**EXERCISE DESCRIPTION**
Retype all of the entries below line for line, changing no words, figures, or punctuation.
===== DATA SHOWN =====
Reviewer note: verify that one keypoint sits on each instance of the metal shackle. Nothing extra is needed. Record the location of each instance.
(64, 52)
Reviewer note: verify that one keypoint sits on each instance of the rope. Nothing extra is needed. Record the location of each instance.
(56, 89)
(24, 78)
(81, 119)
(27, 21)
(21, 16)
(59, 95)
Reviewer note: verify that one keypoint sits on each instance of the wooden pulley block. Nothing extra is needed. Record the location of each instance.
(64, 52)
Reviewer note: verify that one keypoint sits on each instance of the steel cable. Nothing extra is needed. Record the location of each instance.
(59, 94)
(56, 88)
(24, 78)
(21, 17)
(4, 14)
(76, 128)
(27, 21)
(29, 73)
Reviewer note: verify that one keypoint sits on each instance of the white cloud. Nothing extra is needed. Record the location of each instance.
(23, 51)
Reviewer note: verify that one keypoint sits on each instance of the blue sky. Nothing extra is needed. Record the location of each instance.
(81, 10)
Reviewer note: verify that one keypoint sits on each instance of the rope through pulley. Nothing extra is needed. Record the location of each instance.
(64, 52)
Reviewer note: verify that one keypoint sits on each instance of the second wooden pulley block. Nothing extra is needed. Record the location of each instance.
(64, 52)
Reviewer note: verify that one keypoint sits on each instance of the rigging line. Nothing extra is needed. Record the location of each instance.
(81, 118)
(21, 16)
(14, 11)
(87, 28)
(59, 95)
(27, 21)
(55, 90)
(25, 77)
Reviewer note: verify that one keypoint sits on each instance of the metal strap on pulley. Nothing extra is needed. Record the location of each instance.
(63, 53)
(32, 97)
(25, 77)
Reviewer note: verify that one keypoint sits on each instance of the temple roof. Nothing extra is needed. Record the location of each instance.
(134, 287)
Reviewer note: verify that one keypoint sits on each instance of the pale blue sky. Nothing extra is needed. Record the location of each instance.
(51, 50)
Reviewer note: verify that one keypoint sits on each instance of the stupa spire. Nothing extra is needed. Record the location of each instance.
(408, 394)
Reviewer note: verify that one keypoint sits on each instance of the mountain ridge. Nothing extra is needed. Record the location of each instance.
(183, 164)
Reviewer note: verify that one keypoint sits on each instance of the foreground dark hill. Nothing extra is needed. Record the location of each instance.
=====
**RESPONSE**
Reviewer note: verify that one keypoint sits on each instance of the metal shackle. Nothing extra is needed. Record the location of each instance.
(64, 52)
Reviewer note: verify that one keypoint sits on each instance of the rope. Nothing extra is needed. Record the location of each instance.
(56, 89)
(24, 78)
(81, 119)
(27, 21)
(21, 16)
(59, 95)
Reviewer note: verify that one keypoint sits on each instance of the wooden pulley block. Nothing extra is needed. Record the location of each instance.
(64, 52)
Reviewer note: verify that one keypoint sits on each instance of the steel cable. Nothing extra is needed. Record the location of each instance.
(59, 94)
(56, 88)
(24, 78)
(21, 17)
(4, 14)
(76, 128)
(27, 21)
(29, 73)
Reviewer note: verify that one keypoint sits on each instance of the white cloud. Nothing extra is needed. Record the location of each instance.
(23, 51)
Reviewer note: verify that one keypoint sits on each instance of the blue sky. Nothing extra is needed. Record the location of each instance.
(81, 10)
Reviewer note: verify that one keypoint sits on each instance of the rope through pulley. Nothing extra is needed. Record the location of each instance.
(64, 52)
Reviewer note: verify that one keypoint sits on each instance of the second wooden pulley block. Nothing extra is needed. Record the location of each instance.
(64, 52)
Reviewer note: verify that one keypoint sits on each instance of the rigging line. Nothing extra is needed. Record the location of each instance.
(81, 118)
(21, 16)
(14, 11)
(87, 28)
(59, 95)
(27, 21)
(55, 90)
(25, 77)
Reviewer note: verify that one keypoint sits on each instance of the metal strap on pulley. Nothing extra is needed. Record the location of each instance.
(63, 53)
(32, 97)
(25, 77)
Reviewer note: verify that one keypoint sits on each instance of the temple roof. Nothing extra is needed. Record the location of each instance.
(134, 287)
Reviewer note: verify that one keypoint sits on each instance of the pale blue sky. Nothing extra is needed. Record the location of each instance.
(51, 50)
Reviewer note: verify that one keypoint sits on each instance of the stupa spire. Nothing extra is needed. Record the location of each instance.
(408, 394)
Reviewer note: verify that one keypoint sits on each instance of the mountain ridge. Nothing extra is needed. Record the location of each instance.
(183, 164)
Reviewer note: verify that one keypoint sits on each instance of the foreground dark hill. Nothing extra is needed. Record the location of each instance.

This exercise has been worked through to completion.